> [Exercise prompt]:
Set down the entries below exactly as written.

Supplied material Block Start

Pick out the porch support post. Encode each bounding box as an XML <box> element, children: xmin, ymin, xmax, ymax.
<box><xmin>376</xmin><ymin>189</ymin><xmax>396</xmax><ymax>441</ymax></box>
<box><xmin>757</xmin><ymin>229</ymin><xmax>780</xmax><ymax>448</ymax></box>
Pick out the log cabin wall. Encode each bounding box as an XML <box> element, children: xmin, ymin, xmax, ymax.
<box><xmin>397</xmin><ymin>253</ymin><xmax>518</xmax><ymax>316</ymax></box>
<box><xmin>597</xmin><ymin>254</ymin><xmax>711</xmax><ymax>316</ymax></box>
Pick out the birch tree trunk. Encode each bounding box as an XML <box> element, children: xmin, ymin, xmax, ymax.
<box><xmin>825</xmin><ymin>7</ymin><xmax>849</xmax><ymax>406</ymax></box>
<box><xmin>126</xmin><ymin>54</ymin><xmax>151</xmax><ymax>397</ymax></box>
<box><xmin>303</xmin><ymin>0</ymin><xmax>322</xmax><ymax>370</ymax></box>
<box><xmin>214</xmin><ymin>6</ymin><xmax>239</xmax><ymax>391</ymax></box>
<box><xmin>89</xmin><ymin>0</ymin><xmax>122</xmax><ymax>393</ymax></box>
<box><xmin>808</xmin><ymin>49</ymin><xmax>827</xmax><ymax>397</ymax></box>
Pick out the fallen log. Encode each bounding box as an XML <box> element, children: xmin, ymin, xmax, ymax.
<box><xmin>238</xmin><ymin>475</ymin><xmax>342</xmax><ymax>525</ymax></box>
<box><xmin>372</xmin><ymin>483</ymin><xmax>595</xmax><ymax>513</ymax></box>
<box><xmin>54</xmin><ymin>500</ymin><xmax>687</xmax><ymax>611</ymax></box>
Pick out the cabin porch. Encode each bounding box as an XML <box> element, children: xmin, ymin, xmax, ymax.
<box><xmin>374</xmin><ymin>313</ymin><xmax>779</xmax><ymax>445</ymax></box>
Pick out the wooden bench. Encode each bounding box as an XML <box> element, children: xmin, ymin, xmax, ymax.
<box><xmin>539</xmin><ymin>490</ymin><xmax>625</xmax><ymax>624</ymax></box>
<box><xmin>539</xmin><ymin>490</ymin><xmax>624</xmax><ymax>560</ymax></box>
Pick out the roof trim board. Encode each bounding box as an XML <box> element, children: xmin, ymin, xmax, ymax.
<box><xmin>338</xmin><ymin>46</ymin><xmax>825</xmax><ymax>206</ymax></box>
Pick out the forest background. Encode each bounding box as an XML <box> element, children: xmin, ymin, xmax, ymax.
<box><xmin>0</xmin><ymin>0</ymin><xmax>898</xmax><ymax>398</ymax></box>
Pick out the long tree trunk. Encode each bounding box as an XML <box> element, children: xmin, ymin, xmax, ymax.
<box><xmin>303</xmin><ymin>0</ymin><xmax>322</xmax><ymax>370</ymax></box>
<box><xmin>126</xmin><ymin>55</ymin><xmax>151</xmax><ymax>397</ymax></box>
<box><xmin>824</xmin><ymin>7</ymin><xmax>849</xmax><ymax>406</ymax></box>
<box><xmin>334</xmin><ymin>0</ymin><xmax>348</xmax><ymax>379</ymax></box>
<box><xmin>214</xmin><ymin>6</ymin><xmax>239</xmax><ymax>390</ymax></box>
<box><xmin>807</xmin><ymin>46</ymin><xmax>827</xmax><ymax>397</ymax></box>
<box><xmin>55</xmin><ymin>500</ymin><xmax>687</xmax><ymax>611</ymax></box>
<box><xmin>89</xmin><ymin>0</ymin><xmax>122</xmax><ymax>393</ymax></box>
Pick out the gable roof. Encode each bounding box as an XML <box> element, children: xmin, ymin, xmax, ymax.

Supplied material Block End

> [Answer section]:
Pick out the porch support post. Encode each bounding box as an XML <box> element, children: xmin, ymin, xmax, ymax.
<box><xmin>376</xmin><ymin>189</ymin><xmax>396</xmax><ymax>441</ymax></box>
<box><xmin>757</xmin><ymin>229</ymin><xmax>780</xmax><ymax>448</ymax></box>
Pick out the log cabin wall. Encode each bounding box as an XML <box> element, children: xmin, ymin, xmax, ymax.
<box><xmin>397</xmin><ymin>253</ymin><xmax>518</xmax><ymax>316</ymax></box>
<box><xmin>597</xmin><ymin>254</ymin><xmax>711</xmax><ymax>316</ymax></box>
Pick out the birch tree trunk. Encode each bounding box as an XML <box> element, children: xmin, ymin, xmax, ymax.
<box><xmin>825</xmin><ymin>7</ymin><xmax>849</xmax><ymax>406</ymax></box>
<box><xmin>126</xmin><ymin>54</ymin><xmax>151</xmax><ymax>397</ymax></box>
<box><xmin>303</xmin><ymin>0</ymin><xmax>322</xmax><ymax>370</ymax></box>
<box><xmin>214</xmin><ymin>6</ymin><xmax>239</xmax><ymax>391</ymax></box>
<box><xmin>89</xmin><ymin>0</ymin><xmax>122</xmax><ymax>393</ymax></box>
<box><xmin>808</xmin><ymin>49</ymin><xmax>827</xmax><ymax>397</ymax></box>
Pick out the fallen log. Encode each bounding box as an XML <box> element, children: xmin, ymin, xmax, ymax.
<box><xmin>238</xmin><ymin>475</ymin><xmax>342</xmax><ymax>525</ymax></box>
<box><xmin>372</xmin><ymin>483</ymin><xmax>595</xmax><ymax>513</ymax></box>
<box><xmin>54</xmin><ymin>500</ymin><xmax>687</xmax><ymax>611</ymax></box>
Pick out the cabin porch. Encode each bounding box as an XML <box> element, children: xmin, ymin, xmax, ymax.
<box><xmin>374</xmin><ymin>313</ymin><xmax>779</xmax><ymax>445</ymax></box>
Pick out the wooden bench. Encode each bounding box as an XML <box> element, children: xmin, ymin, xmax, ymax.
<box><xmin>539</xmin><ymin>490</ymin><xmax>625</xmax><ymax>624</ymax></box>
<box><xmin>539</xmin><ymin>490</ymin><xmax>624</xmax><ymax>560</ymax></box>
Pick out the roof trim board. Encode each bounding box as an XML <box> element, children: xmin, ymin, xmax, ymax.
<box><xmin>338</xmin><ymin>46</ymin><xmax>825</xmax><ymax>206</ymax></box>
Pick out the forest background. Encode each bounding box as an XML <box> element, children: xmin, ymin, xmax, ymax.
<box><xmin>0</xmin><ymin>0</ymin><xmax>898</xmax><ymax>398</ymax></box>
Pick out the long tree trunk. Encode each bounding box as an XML <box> element, children: xmin, ymin, xmax, ymax.
<box><xmin>303</xmin><ymin>0</ymin><xmax>322</xmax><ymax>370</ymax></box>
<box><xmin>126</xmin><ymin>55</ymin><xmax>151</xmax><ymax>397</ymax></box>
<box><xmin>824</xmin><ymin>7</ymin><xmax>849</xmax><ymax>406</ymax></box>
<box><xmin>334</xmin><ymin>0</ymin><xmax>348</xmax><ymax>379</ymax></box>
<box><xmin>214</xmin><ymin>6</ymin><xmax>239</xmax><ymax>390</ymax></box>
<box><xmin>807</xmin><ymin>46</ymin><xmax>827</xmax><ymax>397</ymax></box>
<box><xmin>55</xmin><ymin>500</ymin><xmax>687</xmax><ymax>611</ymax></box>
<box><xmin>89</xmin><ymin>0</ymin><xmax>122</xmax><ymax>393</ymax></box>
Pick out the gable roof. Encode each bounding box as an XML <box> element, children: xmin, ymin, xmax, ymax.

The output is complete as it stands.